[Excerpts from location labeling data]
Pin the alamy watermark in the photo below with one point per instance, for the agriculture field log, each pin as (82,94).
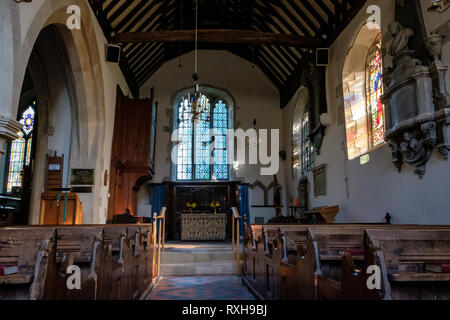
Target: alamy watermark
(258,147)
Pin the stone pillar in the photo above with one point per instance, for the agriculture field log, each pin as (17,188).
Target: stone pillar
(8,132)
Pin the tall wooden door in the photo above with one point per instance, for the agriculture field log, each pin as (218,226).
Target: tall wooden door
(132,152)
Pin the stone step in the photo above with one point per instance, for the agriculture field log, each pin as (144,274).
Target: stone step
(194,257)
(198,268)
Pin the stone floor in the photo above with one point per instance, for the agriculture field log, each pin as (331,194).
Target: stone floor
(200,288)
(198,259)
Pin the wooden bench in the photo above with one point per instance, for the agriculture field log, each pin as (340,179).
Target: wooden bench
(81,246)
(263,255)
(401,255)
(33,252)
(115,260)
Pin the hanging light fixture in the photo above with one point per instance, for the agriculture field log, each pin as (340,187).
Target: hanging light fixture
(439,6)
(197,104)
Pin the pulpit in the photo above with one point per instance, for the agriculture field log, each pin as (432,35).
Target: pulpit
(56,209)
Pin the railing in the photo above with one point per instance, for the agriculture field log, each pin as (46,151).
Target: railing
(159,227)
(235,236)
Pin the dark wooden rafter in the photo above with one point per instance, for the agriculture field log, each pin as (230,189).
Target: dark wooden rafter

• WHAT YOU WILL DO: Can you rewrite all of the lines above, replacing every "wooden" with "oak" and changing nothing else? Leave the pictures out of your answer.

• REPLY:
Pin the alamy watermark in the photo below with one point per instance, for the agriculture field log, each pin as (82,94).
Target: alamy watermark
(258,147)
Pin the stone pillar in the photo above with one point per instance, for the agriculture field log, each pin as (17,188).
Target: stone pillar
(8,132)
Pin the tall oak door in the photo above with one point per instance, for the agriculture field log, each pin as (218,226).
Target: tall oak door
(132,152)
Pin the stone step in the photo above with one point per instance, for the agriculture field log, each pin as (144,274).
Target: stone step
(194,257)
(198,268)
Pin the stone floor in the photo above with one point per instance, for the agriculture field log, each pin as (331,194).
Target: stone floor
(200,288)
(198,259)
Pin the oak bench in the photo above with one point per instance, for the agriculture field log, each pin as (340,179).
Target: oak bench
(81,246)
(263,255)
(401,255)
(33,252)
(115,260)
Pin the hanging light fixture in the photo above with one point per instance, for the agriculture field log, each pin as (340,187).
Target: hanging light fixture
(439,6)
(197,104)
Pin the pulpit in the photo above with one point per instance, for the agriculture field log, each pin as (432,35).
Target: pulpit
(56,209)
Pin the railing in the photo above with one point per instance, for the agriculture field log, each pin as (46,151).
Target: railing
(159,227)
(235,236)
Pin the dark oak rafter in the photo above with one point per instance, for the agriculture field log, each pin as (230,189).
Target: dark oak rafter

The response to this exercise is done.